**WHAT TO PRODUCE:** In the Fred Spira biography below, list every kind of item the opening paragraph says he collected.

- Born: Siegfried Franz Spira August 7, 1924 Vienna, Austria
- Died: September 2, 2007 (aged 83) New York, New York, US
- Other name: S. Franklin Spira
- Occupations: Businessman, photography historian, author
- Years active: 1946–1987
- Known for: Founder and owner of Spiratone
- Relatives: Jonathan Spira (son)
- Website: Archived official website

= Fred Spira =

Fred Spira (1924–2007) was an inventor and innovator in photography as well as a collector of photographic equipment, images, books, and ephemera. He is credited as one of three individuals who opened up the U.S. market to quality Japanese photographic goods.

== Biography ==

=== Early years ===
Siegfried Franz Spira was born in Vienna, Austria to Hans and Paula (née Back) Spira. His father was an official at the Bodencreditanstalt bank and later owned the Photohaus Spira-Ritz. Spira attended the Amerlinggymnasium until after the Anschluß, when he was forced to leave school because of his Jewish heritage. In March 1939, he left Vienna through a Kindertransport rescue mission and, as a result, spent ten months in Doncaster, England, where he attended the Percy Jackson Grammar School. He left England with his father in June 1940, sailing to North America on the SS Antonia, where the two were reunited with Spira's mother, who had arrived in New York on the SS Volendam in February of that year.

=== Youth ===
In order to make ends meet, the family started Spiratone Fine Grain Laboratories, a photo-processing business, in their apartment. Spira worked for the family business as well as part-time for another photofinisher, while attending evening high school and graduating as the class valedictorian. His father died unexpectedly in 1945 and Spira, who was already attending college, left school to support his mother and himself.

=== Spiratone ===
In 1946, Spira opened a store on West 27th Street and started to sell a variety of photographic equipment, including cameras and accessories, by mail. In the late 1940s, he became one of the first importers to work with Japanese manufacturers in developing lenses, flash units, exposure meters, tripods, and other photographic accessories. Since his company name, Spiratone, had become fairly well known and the Japanese brands were completely unknown, the products that came out of these partnerships were sold under the Spiratone brand and Spira established rigorous quality assurance procedures to ensure that the merchandise that bore his name worked as intended.

Spira merged Spiratone with a public company, Interphoto, and the relationship with Interphoto allowed the company to expand its reach, in 1967.

According to Herbert Keppler, tests of Spiratone lenses "often proved them equal to or superior to that of famous manufacturers' own products." Well-known photographer and writer Norman Rothschild used Spiratone lenses and filters for many of his photographs that appeared in the pages of Popular Photography magazine where he served as a writer and editor for a third of a century.

Spira was also at the "forefront" of the technological revolution in lens attachments having developed a variety of filters and lens accessories that added unusual and special effects to photographs, and was "the most important" supplier of such attachments.

Spira left the company in 1987, and Spiratone ceased operation in the early 1990s.

=== The Spira Collection ===
Spira began collecting autographs relating to the history of photography in the 1960s. By the end of that decade, he had progressed to collecting historic cameras and was involved in organizing what became the American Photographic Historical Society.

**PROVIDED INFORMATION:**
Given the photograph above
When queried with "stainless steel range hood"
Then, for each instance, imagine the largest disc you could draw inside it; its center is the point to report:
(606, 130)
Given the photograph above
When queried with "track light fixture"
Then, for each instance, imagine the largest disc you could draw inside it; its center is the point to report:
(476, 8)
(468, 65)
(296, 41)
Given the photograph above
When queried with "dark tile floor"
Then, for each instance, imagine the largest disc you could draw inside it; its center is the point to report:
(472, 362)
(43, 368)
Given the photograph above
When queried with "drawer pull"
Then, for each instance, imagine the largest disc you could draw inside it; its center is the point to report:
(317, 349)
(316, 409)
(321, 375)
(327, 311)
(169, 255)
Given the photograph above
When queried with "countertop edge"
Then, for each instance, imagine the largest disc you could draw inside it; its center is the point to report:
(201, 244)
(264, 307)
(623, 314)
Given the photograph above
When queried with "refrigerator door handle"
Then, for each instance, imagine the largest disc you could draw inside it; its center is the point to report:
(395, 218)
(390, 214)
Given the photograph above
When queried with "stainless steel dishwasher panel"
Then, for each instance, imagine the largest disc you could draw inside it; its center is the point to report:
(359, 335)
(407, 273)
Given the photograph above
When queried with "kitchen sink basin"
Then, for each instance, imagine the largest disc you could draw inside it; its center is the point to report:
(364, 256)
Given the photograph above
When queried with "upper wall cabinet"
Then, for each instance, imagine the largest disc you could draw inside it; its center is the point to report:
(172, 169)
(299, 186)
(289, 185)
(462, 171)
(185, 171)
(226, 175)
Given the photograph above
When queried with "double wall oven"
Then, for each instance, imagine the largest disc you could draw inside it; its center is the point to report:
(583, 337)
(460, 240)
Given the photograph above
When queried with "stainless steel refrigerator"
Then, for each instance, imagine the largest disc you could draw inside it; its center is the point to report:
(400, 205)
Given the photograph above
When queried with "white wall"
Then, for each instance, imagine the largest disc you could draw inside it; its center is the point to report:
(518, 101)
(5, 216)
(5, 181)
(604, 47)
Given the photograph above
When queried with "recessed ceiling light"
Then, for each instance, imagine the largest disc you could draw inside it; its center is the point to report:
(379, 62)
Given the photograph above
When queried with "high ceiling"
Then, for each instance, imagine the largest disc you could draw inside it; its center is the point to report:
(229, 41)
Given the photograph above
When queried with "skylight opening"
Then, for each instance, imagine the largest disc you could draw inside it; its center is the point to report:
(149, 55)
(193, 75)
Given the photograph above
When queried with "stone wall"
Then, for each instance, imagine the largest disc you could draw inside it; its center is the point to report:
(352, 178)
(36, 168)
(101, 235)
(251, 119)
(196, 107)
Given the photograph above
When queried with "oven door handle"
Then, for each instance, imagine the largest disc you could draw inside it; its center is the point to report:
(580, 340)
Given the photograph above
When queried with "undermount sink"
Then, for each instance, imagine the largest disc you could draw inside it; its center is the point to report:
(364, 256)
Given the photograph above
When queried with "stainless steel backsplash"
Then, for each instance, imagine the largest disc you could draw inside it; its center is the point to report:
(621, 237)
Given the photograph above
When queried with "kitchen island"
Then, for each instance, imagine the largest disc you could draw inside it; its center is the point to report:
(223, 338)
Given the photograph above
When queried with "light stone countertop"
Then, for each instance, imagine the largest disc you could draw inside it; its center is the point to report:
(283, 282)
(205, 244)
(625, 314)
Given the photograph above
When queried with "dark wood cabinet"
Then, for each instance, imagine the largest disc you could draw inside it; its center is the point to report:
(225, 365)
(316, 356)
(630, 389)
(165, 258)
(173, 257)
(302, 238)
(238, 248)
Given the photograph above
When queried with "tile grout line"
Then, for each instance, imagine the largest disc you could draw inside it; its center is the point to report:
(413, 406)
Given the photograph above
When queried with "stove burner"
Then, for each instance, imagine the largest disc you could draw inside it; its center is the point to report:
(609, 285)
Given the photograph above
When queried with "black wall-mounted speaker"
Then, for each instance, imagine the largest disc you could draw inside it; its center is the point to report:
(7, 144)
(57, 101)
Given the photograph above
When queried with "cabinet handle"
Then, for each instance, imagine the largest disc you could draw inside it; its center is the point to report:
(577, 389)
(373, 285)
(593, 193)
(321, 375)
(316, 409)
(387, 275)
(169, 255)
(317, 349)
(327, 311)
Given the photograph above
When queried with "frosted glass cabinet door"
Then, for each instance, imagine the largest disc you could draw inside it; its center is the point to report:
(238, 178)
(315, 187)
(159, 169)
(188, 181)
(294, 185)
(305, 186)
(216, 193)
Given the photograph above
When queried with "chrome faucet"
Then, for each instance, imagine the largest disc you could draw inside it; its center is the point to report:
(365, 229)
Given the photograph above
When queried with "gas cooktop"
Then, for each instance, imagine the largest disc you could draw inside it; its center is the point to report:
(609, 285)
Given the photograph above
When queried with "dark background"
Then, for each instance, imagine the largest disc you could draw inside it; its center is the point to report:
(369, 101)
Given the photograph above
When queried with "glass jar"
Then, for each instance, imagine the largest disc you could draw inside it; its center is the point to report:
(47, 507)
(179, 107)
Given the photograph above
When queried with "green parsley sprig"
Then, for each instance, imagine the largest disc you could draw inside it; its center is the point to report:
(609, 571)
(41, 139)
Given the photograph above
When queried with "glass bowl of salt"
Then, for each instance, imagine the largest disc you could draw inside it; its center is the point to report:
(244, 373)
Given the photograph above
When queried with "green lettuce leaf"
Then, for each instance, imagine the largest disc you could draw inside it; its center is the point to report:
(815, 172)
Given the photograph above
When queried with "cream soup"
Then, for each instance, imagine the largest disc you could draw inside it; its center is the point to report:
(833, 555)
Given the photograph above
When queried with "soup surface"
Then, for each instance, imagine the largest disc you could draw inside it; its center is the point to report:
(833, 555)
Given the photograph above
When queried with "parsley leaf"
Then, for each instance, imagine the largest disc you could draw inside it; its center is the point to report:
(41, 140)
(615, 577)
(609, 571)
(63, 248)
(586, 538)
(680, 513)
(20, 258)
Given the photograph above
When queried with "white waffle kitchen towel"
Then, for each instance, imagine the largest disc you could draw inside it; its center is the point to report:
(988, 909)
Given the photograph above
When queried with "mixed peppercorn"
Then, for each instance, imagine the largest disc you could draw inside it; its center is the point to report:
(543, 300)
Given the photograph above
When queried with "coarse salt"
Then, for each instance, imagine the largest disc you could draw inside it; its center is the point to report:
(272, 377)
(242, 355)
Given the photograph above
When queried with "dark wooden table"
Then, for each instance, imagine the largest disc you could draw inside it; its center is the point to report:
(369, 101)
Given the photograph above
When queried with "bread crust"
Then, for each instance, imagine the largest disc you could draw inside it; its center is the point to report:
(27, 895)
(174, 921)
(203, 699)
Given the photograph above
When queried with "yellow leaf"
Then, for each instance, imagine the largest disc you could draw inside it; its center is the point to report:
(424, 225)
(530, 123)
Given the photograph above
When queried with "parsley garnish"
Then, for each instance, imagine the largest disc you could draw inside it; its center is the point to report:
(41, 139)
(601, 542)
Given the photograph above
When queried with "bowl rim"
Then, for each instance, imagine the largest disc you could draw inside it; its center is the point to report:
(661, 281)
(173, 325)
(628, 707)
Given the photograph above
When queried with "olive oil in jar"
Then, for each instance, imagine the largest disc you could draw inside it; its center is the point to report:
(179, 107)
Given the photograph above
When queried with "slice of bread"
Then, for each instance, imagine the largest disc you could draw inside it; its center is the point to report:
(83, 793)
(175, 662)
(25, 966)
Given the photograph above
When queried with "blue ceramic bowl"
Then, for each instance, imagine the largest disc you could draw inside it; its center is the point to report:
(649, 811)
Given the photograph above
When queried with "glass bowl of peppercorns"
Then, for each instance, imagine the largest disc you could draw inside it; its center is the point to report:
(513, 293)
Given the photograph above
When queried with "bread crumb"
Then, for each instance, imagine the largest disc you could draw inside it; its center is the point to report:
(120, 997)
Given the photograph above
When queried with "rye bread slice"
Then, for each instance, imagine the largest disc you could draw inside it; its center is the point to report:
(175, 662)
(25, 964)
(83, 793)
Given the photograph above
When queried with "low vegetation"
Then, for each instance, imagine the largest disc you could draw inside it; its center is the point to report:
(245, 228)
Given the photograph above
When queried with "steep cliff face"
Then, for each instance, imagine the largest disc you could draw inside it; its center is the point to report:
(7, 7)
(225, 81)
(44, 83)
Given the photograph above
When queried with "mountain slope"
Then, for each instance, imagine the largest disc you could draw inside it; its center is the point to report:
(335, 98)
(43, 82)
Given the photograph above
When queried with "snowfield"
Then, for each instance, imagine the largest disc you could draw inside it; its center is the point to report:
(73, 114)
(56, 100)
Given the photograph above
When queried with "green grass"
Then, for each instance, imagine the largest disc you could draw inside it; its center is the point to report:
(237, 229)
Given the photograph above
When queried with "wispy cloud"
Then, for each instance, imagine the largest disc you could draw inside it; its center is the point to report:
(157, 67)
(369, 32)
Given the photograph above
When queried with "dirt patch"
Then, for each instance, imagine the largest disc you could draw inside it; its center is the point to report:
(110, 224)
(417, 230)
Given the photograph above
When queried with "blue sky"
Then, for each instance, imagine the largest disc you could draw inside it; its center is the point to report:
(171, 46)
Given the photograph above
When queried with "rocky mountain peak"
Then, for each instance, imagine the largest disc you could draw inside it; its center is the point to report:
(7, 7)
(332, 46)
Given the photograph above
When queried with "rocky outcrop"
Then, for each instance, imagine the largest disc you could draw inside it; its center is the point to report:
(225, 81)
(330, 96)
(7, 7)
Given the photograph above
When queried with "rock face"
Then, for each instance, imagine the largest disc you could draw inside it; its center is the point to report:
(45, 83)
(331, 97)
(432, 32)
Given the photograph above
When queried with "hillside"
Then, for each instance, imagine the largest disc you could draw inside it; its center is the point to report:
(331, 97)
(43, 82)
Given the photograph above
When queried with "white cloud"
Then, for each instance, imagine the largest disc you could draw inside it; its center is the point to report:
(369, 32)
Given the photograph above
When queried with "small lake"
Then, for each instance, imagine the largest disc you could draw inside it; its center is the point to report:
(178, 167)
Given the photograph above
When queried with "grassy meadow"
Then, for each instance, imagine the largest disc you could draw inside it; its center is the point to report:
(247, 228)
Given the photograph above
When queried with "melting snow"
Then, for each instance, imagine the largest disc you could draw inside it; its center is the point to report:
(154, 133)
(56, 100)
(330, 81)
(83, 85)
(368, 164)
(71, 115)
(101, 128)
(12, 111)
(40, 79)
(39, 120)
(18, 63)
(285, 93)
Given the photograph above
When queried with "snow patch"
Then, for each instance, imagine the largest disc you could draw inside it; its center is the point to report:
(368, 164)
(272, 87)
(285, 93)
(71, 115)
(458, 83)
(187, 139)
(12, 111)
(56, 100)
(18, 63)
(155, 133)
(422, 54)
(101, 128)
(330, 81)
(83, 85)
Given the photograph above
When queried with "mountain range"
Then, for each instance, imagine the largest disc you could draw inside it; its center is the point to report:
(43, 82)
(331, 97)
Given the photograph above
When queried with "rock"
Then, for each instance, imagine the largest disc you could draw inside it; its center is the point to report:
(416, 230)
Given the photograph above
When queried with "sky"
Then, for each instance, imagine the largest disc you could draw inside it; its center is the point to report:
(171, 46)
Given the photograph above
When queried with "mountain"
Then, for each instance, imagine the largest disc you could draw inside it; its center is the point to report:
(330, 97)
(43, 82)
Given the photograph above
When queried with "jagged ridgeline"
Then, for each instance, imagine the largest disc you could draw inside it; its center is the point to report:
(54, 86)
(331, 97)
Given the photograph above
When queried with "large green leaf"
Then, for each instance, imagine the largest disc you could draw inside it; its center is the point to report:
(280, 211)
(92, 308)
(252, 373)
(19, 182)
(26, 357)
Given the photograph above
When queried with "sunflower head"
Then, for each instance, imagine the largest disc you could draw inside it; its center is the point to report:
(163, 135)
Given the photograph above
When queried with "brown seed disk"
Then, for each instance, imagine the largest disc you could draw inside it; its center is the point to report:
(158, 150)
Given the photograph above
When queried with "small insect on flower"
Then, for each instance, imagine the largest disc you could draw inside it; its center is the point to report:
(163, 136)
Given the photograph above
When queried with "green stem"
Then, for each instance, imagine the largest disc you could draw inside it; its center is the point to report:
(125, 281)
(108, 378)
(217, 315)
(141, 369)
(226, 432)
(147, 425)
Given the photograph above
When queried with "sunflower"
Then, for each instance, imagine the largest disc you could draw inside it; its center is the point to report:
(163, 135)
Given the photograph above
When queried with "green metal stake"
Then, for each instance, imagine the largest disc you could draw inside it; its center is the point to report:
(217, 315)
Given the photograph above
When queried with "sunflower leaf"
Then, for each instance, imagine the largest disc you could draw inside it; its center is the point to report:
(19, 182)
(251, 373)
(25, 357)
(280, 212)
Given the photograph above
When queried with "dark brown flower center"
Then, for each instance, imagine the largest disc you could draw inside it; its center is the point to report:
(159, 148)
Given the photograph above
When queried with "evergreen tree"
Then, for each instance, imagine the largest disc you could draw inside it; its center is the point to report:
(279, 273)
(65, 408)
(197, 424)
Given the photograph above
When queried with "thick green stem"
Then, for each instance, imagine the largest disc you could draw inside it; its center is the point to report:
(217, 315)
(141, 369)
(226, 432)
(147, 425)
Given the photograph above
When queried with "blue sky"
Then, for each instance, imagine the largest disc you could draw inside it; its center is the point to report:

**ANSWER TO THE PROBLEM:** Photographic equipment, images, books, and ephemera.